Document segment –
Current experimental characterization techniques lack the necessary throughput and detail to rigorously quantify the large number and variation of shape descriptors within a nanoparticle population. Approaches to quantify nanoparticle structure can be broadly classified as ensemble techniques, which can evaluate the collective properties of a sample to provide population-level estimates of average structural parameters, or local techniques, which can directly probe the structure of individual nanoparticles. Because ensemble measurements cannot be deconvoluted without significant assumptions about structure and purity, but individual measurements can be built up into population-level statistics, the latter more quantitatively describes nanoparticle uniformity for heterogeneous populations (25–27). In particular, the automated, algorithmic analysis of electron microscopy (EM) images holds tremendous potential to improve the rigor of nanomaterial characterization. This powerful tool can be used to minimize sampling bias, to improve throughput, and to quantitatively measure structure with single-nanoparticle resolution (28, 29). The largest limitation associated with this approach pertains to the informational loss in the conversion of 2D projections from EM images to 3D shapes (30, 31). For homogeneous populations, including many proteins and cellular structures, this problem can be resolved through programs that combine different angular projections into a single structure (31). However, analogous tools must still be developed for heterogeneous populations, potentially through rapid collection and automation of single-particle tomographic reconstructions (32, 33).
Criterion 2: Corners/edges.
Nanoparticle edges and corners represent deviations from ideal geometric solids (Fig. 2B). These structural defects frequently occur due to the lower coordination number of surface atoms at sharp features, where the chemical potential difference to take an atom from solution to a low-coordination position is too large, given the driving force of most nanoparticle synthesis reaction conditions. The reduced stability of these atoms further increases the likelihood of surface reorganization (i.e., where atoms can diffuse to higher-coordination environments) and oxidation (i.e., where atoms are released from nanoparticles through redox processes.). To evaluate corner rounding, it is common practice to inscribe a sphere in each corner to measure radius of curvature, and to evaluate corner truncation, one can quantify L relative to a nontruncated reference solid.
Criterion 3: Size.
To evaluate nanoparticle size, one must select the structural parameter best suited for the nanoparticle shape and application (e.g., for a surface-dependent property, SA is more informative than L) and then consider how this parameter changes across the particle (Fig. 2C). For a rectangular prism, there are 12 edges and six faces, which can be described by three unique L and three facet SAs. As the particle symmetry changes, a greater number of descriptors may be required. Size measurements for a statistically significant number of nanoparticles within a particular shape class can then be used to determine population-level uniformity statistics. In particular, the coefficient of variation (CV) is a fractional deviation determined by the division of the SD by the average size, which enables direct comparison between samples of different sizes. If CV is combined with aspect ratio, one can decouple the effect of size variation from shape variation, and if CV is combined with yield, the synthesis can be evaluated for how efficiently and uniformly it produces a particular shape.

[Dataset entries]
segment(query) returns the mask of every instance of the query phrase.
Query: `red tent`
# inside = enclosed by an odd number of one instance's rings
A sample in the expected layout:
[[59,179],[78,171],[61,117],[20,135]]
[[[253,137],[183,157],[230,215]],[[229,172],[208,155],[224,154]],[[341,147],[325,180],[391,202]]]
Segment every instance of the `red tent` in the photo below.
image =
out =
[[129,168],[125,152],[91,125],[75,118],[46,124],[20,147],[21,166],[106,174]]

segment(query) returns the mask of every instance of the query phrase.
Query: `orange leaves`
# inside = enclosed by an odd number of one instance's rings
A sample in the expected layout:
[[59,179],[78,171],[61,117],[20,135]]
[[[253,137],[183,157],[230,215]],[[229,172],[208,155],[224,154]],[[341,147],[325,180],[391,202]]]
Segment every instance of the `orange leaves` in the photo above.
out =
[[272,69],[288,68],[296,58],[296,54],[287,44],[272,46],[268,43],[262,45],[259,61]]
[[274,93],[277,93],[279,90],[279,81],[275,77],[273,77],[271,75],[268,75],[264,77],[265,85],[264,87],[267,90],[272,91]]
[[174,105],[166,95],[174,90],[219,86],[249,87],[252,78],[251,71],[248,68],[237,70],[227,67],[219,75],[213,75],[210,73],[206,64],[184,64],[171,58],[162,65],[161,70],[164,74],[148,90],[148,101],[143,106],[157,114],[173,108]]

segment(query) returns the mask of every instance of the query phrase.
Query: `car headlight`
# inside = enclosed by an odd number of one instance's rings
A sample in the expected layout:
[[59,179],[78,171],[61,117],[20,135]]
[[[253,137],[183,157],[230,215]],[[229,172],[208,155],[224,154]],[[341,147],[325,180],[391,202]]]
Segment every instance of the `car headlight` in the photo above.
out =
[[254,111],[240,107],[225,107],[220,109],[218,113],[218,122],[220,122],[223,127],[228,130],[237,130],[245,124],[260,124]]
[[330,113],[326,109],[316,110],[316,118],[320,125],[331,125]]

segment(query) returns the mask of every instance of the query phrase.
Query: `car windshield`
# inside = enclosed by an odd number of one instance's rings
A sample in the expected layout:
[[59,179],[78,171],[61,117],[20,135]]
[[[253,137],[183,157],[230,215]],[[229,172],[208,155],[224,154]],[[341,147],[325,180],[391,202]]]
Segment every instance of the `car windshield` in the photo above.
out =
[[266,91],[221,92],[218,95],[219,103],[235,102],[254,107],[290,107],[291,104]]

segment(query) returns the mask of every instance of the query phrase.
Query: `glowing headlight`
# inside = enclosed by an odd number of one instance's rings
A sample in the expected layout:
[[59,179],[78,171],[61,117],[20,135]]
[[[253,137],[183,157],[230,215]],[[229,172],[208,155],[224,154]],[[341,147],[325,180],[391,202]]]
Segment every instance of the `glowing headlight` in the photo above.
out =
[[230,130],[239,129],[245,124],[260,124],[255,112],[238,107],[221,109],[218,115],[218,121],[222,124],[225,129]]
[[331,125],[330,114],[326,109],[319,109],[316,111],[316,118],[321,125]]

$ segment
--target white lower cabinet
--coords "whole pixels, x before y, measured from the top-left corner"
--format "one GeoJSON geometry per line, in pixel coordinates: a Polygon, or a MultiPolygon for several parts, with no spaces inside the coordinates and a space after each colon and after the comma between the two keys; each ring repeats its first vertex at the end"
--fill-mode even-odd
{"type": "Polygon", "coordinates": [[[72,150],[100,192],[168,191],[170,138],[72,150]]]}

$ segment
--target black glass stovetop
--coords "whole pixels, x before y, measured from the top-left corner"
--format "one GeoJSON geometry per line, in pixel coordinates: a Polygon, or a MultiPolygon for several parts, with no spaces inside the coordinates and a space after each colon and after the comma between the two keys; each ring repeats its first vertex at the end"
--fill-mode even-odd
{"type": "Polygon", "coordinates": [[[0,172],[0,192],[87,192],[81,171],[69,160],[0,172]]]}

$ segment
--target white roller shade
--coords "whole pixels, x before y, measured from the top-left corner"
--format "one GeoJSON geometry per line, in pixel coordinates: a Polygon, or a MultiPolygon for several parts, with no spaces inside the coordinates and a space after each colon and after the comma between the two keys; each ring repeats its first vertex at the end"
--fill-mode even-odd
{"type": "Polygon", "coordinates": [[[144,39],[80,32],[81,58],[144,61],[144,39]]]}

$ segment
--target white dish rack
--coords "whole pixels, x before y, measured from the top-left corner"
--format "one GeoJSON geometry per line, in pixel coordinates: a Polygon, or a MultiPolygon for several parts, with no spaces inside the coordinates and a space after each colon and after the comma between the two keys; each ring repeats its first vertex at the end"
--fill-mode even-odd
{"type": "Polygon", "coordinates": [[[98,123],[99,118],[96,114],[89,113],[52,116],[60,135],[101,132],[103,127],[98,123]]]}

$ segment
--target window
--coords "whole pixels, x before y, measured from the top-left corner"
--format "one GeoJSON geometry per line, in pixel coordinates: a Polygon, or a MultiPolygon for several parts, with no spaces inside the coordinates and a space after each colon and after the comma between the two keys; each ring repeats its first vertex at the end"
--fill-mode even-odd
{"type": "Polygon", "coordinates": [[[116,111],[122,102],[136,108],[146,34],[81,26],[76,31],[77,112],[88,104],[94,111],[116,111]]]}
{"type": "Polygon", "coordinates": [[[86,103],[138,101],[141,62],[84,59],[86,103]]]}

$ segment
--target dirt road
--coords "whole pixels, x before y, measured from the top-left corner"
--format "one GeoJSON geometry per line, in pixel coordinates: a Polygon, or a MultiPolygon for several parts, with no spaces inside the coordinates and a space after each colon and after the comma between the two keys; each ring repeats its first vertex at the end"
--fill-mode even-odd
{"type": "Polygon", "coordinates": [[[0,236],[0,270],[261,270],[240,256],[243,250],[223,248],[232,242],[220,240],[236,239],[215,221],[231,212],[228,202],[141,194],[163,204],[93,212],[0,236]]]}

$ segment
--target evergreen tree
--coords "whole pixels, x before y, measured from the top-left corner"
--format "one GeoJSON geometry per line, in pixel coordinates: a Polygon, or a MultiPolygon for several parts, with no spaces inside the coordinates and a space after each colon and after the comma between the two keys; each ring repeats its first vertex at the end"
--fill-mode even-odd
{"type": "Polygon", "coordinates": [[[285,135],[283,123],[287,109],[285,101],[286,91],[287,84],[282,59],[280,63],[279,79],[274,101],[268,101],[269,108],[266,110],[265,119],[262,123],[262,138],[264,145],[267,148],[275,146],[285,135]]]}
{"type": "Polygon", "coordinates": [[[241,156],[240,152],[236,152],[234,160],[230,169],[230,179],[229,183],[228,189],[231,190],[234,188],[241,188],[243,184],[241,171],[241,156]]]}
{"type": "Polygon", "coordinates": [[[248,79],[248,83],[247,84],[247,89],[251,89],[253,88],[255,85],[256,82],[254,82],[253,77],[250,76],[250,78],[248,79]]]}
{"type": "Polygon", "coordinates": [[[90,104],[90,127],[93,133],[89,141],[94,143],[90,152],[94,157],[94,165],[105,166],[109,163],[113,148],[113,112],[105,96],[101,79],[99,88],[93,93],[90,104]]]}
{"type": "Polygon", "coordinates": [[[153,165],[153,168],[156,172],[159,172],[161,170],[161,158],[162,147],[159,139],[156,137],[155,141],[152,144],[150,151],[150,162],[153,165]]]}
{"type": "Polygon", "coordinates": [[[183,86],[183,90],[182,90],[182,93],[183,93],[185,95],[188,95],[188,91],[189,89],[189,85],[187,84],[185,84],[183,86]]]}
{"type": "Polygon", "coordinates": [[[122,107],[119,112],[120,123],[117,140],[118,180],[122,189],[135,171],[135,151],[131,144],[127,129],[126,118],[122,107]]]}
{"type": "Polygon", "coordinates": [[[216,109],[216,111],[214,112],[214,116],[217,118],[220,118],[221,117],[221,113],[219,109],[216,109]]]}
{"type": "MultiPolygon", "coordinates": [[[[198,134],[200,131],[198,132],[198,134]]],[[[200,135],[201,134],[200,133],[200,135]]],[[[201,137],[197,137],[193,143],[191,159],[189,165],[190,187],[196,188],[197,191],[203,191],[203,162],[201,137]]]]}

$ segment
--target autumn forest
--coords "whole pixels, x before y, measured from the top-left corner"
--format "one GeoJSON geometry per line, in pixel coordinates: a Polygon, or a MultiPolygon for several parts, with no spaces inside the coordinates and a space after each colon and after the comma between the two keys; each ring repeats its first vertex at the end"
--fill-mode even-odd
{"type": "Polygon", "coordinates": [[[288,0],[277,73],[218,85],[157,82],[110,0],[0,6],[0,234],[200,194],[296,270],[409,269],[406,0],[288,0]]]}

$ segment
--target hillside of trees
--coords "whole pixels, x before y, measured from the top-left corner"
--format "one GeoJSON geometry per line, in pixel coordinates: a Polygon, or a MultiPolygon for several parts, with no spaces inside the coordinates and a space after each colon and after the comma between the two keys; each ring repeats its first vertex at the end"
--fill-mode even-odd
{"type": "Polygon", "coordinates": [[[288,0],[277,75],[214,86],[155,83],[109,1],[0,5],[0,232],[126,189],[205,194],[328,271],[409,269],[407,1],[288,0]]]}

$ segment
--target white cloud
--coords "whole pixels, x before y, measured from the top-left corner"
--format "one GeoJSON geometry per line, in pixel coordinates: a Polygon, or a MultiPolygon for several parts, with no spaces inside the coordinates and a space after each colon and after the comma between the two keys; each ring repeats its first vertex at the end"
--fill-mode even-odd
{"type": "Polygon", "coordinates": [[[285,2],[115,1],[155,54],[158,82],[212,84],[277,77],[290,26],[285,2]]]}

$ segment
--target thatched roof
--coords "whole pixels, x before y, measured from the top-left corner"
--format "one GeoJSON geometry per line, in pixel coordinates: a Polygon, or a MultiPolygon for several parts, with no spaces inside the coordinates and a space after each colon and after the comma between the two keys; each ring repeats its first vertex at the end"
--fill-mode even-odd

What you need to do –
a) Please list every aim that the nanoparticle characterization passage says automated analysis of electron microscopy images can serve.
b) Carry on the nanoparticle characterization passage after its final sentence.

Results of the tasks –
a)
- Minimize sampling bias
- Improve throughput
- Quantitatively measure structure with single-nanoparticle resolution

b)
Successful Approaches to Control Uniformity at This Scale.
Approach 1: Uniform reagents.
The history of nanomaterial synthesis can, in many ways, be told as the story of impurities. Reagent mixtures are typically purchased from distributors without full disclosure of the constituent chemicals and those mixtures can further undergo a multitude of reactions to generate new species. Without knowledge of what chemical species are present, researchers cannot understand the mechanistic underpinnings of these systems or control their uniformity (15, 19, 20, 34–36). For semiconductor metal chalcogenides, many key advances have been made with the solvent tri-N-octylphosphine oxide (TOPO). TOPO was initially hypothesized to coordinate precursor materials and nanoparticle surfaces to modulate reaction kinetics. Subsequent research instead showed that phosphonates and phosphonic acids present in or produced at high temperatures coordinate stronger than TOPO and dictate the reaction pathway (21, 34). Similarly, halide impurities in ubiquitously used surfactants for noble metal nanoparticle syntheses [e.g., cetyltrimethylammonium bromide (CTAB)] went unidentified for almost a decade of research (17, 19, 35, 36). Only after extensive efforts to identify, purify, and systematically dope in halides were researchers able to reproducibly synthesize nanostructures with controlled shape (17–19, 35, 36). In both cases, renewed attention to precursor purity enabled access to uniform nanoparticle products, which emphasizes hierarchical organization principles.
Approach 2: Temporally restricted nucleation.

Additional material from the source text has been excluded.